Balancing risk and return when constructing a portfolio can be challenging. That is, do you opt to allocate more money toward stocks or safer investments like a Certificate of Deposit (CD)? While stocks may have big upside, there is also sizable downside should the market sink. CDs, on the other hand, may offer families a more stable vehicle for building savings.
Investing in CDs can be a beneficial strategy, and here is what you should know about them and other low-risk options.
Why invest in a CD?
If you have money sitting in a checking account that is not earning any interest, you are missing out on an opportunity to grow your savings with little risk. Moving money into a CD — or a series of them — will ensure that your money is put to work by earning interest. If you can meet the minimum initial deposit and do not need the money for the length of the term (whether three months or three years), a CD may be a top option for bulking up savings. You can also streamline your savings by directing money from a retirement or education savings account to a CD.
Why are CDs considered low-risk?
The return on a CD is tied to the interest rate you are offered. CDs usually feature fixed interest rates, which means overall volatility will not impact the performance of your savings. This is opposed to the price of a security, like a blue-chip stock. Your return on equity is based on what price you buy shares at and what price you sell at, with a big of margin for losses in between.
Is the return on CDs limited in the long run?
The answer is absolutely not. The allure of investing in equities is that you might hit a winner and ride a stock to big gains. Some may then shy away from CDs because they see limited upside in incremental growth offered by compound interest. However, it's important to know that the longer you save, and the more you save, the greater your interest accrual could be.

Task set
(1) From the article on certificates of deposit above, reproduce the stretch from "Balancing risk and" through "invest in a CD?".
(2) Using the article on certificates of deposit above, answer each of the following:
(a) What two term lengths does the article give as examples for a CD?
(b) What kind of interest rates do CDs usually feature?
(c) From which two kinds of accounts can money be directed into a CD?
(3) Extend the article on certificates of deposit above with new text that follows on from its final sentence.

Available data

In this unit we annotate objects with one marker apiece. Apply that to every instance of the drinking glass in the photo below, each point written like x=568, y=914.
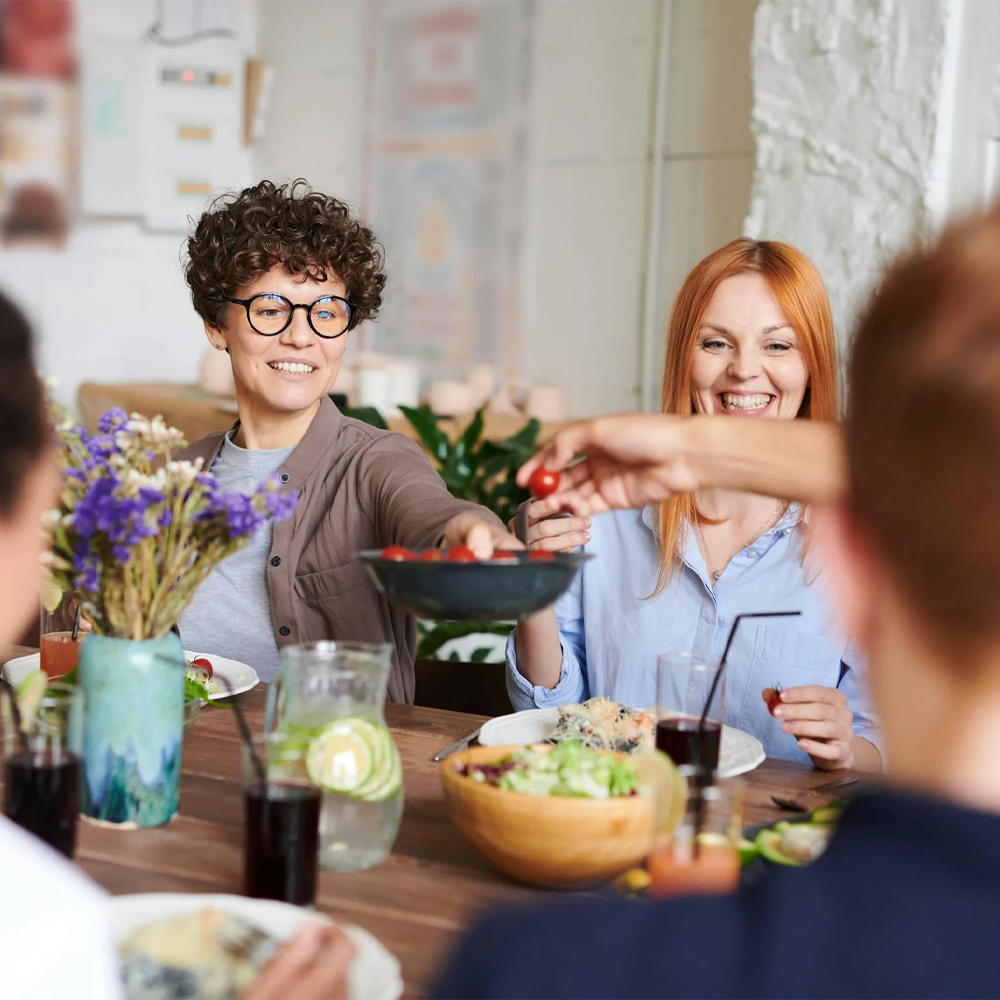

The responses
(1)
Balancing risk and return when constructing a portfolio can be challenging. That is, do you opt to allocate more money toward stocks or safer investments like a Certificate of Deposit (CD)? While stocks may have big upside, there is also sizable downside should the market sink. CDs, on the other hand, may offer families a more stable vehicle for building savings.
Investing in CDs can be a beneficial strategy, and here is what you should know about them and other low-risk options.
Why invest in a CD?

(2)
(a) Three months or three years.
(b) Fixed interest rates.
(c) A retirement savings account or an education savings account.

(3)
The interest rate attached to a CD generally increases as the period of time does. So, the interest rate you might get on a one-year CD would normally be more generous than a one-month, incentivizing you to save for longer. The more you put into a CD, the more interest will be earned, as well. This makes them an ideal savings account for retirement of future financial goals. You can time investing in CDs so that they reach maturity when retirement nears, or other life milestones like your kids attending college or having grandchildren.
Do other low-risk options exist?
CDs are a popular and proven low-risk option for investing, and some other alternatives can help you accomplish the same thing. Remember, there's hardly such a thing as "no risk," so be careful in determining your portfolio allocation.
● High-yield money market account (HYMMA): HYMMAs are flexible savings accounts that come with competitive, tiered interest rates that reward bigger balances.
● Health savings account (HSA): Mitigating future risk is easier with an HSA. You may be able to use this tax-advantaged account to meet health care costs or save for the future.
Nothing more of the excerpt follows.